[Set task] Please copy out, unchanged, the stretch of the material below from the line containing "Locate the element that corresponds to the dormer" through the line containing "xmin=329 ymin=148 xmax=342 ymax=158", including both of those lines.

Region labeling records:
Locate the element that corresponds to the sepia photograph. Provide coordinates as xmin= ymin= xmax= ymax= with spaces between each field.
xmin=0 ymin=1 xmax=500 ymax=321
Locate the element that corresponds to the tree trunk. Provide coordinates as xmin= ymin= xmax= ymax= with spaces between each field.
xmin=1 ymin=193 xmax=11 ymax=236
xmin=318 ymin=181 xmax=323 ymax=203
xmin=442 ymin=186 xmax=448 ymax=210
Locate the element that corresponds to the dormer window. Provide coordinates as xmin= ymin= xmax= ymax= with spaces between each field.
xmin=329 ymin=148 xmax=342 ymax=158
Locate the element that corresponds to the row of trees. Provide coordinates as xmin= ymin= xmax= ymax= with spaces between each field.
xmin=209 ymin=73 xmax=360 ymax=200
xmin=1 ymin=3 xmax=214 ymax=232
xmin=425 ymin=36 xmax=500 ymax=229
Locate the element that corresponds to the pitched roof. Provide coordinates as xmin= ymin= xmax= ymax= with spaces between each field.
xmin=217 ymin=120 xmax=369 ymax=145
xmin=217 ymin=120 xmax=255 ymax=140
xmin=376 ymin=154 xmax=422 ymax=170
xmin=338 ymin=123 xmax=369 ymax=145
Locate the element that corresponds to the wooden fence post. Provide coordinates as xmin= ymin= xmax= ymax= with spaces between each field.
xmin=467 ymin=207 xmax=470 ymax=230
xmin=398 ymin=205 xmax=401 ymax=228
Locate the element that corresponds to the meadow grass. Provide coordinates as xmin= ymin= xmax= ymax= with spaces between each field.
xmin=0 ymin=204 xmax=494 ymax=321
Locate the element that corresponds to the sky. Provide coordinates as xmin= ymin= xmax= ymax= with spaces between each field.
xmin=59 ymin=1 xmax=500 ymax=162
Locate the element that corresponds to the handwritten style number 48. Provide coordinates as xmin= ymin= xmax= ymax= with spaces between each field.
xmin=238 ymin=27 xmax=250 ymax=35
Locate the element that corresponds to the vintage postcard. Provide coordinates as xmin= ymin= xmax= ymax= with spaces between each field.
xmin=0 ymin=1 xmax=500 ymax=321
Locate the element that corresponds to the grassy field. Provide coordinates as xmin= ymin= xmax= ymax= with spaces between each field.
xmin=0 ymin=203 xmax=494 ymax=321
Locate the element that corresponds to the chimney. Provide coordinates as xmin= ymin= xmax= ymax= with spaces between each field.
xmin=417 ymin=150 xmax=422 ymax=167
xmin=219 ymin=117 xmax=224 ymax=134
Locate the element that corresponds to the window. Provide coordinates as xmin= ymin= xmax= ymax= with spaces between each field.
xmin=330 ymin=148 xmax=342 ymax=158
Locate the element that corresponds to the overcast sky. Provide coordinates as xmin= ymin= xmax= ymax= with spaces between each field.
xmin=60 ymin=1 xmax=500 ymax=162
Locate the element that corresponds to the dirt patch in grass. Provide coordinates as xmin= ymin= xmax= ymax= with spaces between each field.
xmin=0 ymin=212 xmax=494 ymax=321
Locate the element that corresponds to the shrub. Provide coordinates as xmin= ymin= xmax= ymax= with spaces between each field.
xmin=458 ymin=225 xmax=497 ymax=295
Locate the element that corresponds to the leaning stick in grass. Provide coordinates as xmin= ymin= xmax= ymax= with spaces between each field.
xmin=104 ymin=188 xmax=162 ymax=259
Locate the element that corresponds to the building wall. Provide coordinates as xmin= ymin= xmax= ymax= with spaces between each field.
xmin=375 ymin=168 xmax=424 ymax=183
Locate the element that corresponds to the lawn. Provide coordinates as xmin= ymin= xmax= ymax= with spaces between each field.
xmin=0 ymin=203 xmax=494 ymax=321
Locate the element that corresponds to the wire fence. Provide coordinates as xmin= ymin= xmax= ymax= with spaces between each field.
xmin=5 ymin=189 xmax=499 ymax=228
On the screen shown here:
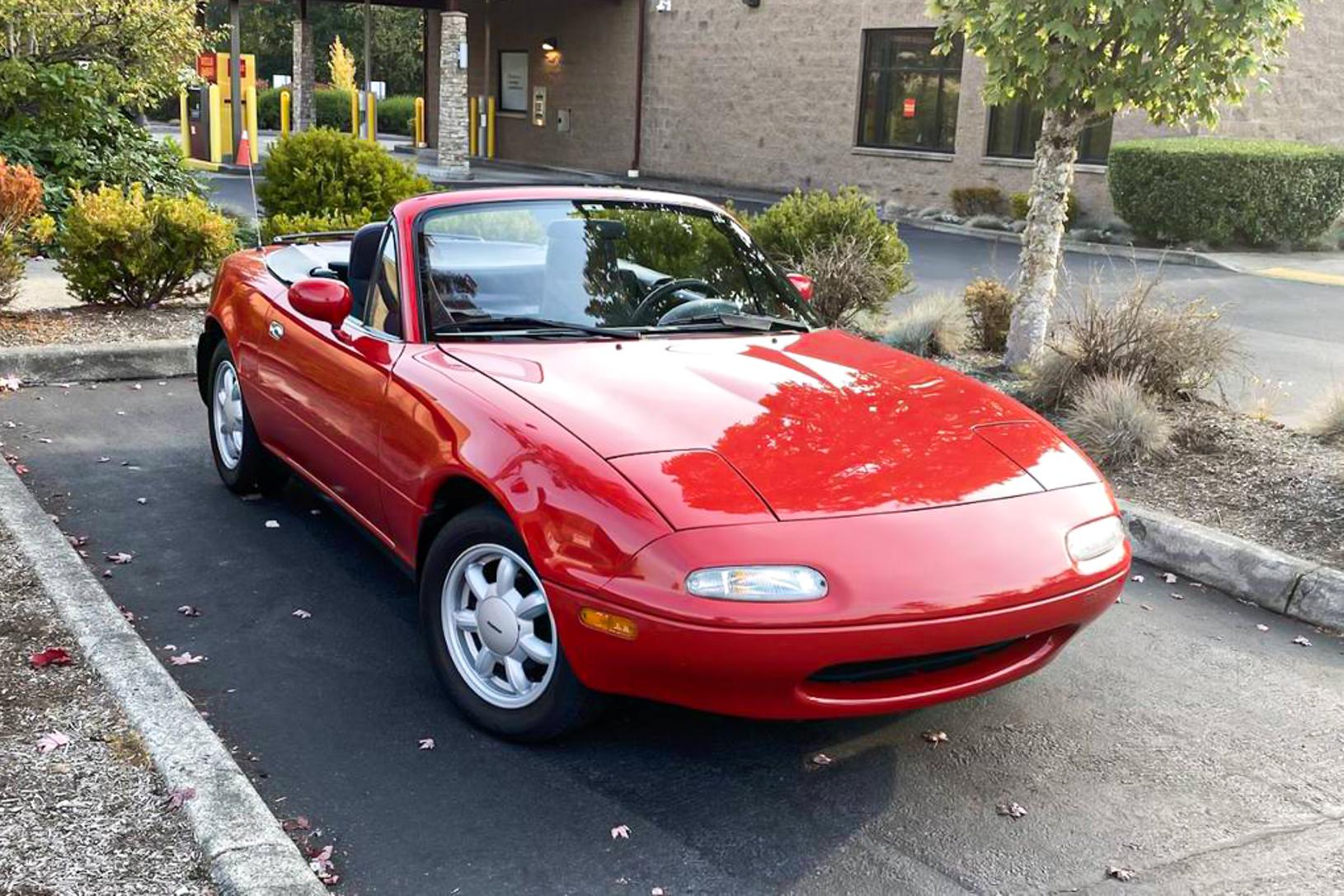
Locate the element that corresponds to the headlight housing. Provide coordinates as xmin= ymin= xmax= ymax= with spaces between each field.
xmin=685 ymin=565 xmax=826 ymax=602
xmin=1064 ymin=516 xmax=1125 ymax=575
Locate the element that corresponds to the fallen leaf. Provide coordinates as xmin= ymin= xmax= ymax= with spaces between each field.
xmin=38 ymin=731 xmax=70 ymax=753
xmin=28 ymin=648 xmax=74 ymax=669
xmin=164 ymin=787 xmax=196 ymax=811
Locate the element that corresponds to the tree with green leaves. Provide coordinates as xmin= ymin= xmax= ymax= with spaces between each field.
xmin=928 ymin=0 xmax=1302 ymax=367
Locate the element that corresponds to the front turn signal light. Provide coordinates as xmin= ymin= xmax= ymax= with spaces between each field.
xmin=580 ymin=607 xmax=640 ymax=640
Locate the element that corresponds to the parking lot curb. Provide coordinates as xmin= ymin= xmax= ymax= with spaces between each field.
xmin=896 ymin=215 xmax=1237 ymax=270
xmin=0 ymin=463 xmax=327 ymax=896
xmin=1120 ymin=501 xmax=1344 ymax=630
xmin=0 ymin=339 xmax=196 ymax=382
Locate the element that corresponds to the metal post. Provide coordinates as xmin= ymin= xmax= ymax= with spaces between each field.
xmin=228 ymin=0 xmax=243 ymax=162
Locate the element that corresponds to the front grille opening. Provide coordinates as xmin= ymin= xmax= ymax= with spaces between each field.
xmin=808 ymin=638 xmax=1022 ymax=684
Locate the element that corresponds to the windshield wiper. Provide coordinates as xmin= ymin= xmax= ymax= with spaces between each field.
xmin=652 ymin=312 xmax=812 ymax=333
xmin=434 ymin=314 xmax=642 ymax=339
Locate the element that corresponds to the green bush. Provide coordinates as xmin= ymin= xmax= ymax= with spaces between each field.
xmin=1008 ymin=190 xmax=1078 ymax=227
xmin=743 ymin=187 xmax=910 ymax=324
xmin=0 ymin=58 xmax=203 ymax=222
xmin=261 ymin=209 xmax=380 ymax=243
xmin=952 ymin=187 xmax=1008 ymax=218
xmin=56 ymin=184 xmax=237 ymax=307
xmin=256 ymin=128 xmax=431 ymax=219
xmin=1107 ymin=137 xmax=1344 ymax=246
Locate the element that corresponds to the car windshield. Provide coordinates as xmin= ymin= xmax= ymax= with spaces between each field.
xmin=418 ymin=200 xmax=815 ymax=335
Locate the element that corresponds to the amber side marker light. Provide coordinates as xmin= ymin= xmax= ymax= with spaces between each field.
xmin=580 ymin=607 xmax=640 ymax=640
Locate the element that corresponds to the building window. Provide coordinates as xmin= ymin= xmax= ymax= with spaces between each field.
xmin=985 ymin=101 xmax=1110 ymax=165
xmin=859 ymin=28 xmax=961 ymax=153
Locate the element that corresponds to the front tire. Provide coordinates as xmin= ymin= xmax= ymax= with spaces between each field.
xmin=205 ymin=340 xmax=289 ymax=495
xmin=421 ymin=505 xmax=604 ymax=742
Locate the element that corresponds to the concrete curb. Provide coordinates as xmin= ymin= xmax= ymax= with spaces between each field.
xmin=0 ymin=339 xmax=196 ymax=382
xmin=1120 ymin=501 xmax=1344 ymax=631
xmin=896 ymin=215 xmax=1237 ymax=271
xmin=0 ymin=463 xmax=327 ymax=896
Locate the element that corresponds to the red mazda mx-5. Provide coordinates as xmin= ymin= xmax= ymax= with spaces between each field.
xmin=199 ymin=187 xmax=1129 ymax=739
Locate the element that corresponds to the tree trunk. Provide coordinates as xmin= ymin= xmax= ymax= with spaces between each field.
xmin=1004 ymin=109 xmax=1082 ymax=368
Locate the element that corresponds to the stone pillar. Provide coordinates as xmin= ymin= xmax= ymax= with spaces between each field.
xmin=435 ymin=12 xmax=472 ymax=177
xmin=289 ymin=0 xmax=317 ymax=130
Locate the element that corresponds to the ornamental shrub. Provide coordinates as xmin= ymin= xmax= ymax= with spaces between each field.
xmin=952 ymin=187 xmax=1008 ymax=218
xmin=1107 ymin=137 xmax=1344 ymax=246
xmin=261 ymin=209 xmax=376 ymax=243
xmin=256 ymin=128 xmax=431 ymax=219
xmin=56 ymin=184 xmax=237 ymax=307
xmin=742 ymin=187 xmax=910 ymax=324
xmin=0 ymin=156 xmax=42 ymax=307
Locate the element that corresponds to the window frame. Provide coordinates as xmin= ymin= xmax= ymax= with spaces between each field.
xmin=985 ymin=100 xmax=1116 ymax=167
xmin=853 ymin=27 xmax=966 ymax=156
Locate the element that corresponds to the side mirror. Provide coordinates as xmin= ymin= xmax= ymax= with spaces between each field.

[Solution]
Locate the element that corresponds to the dormer window. Provide coordinates as xmin= ymin= xmax= ymax= with spaces between each field.
xmin=329 ymin=148 xmax=342 ymax=158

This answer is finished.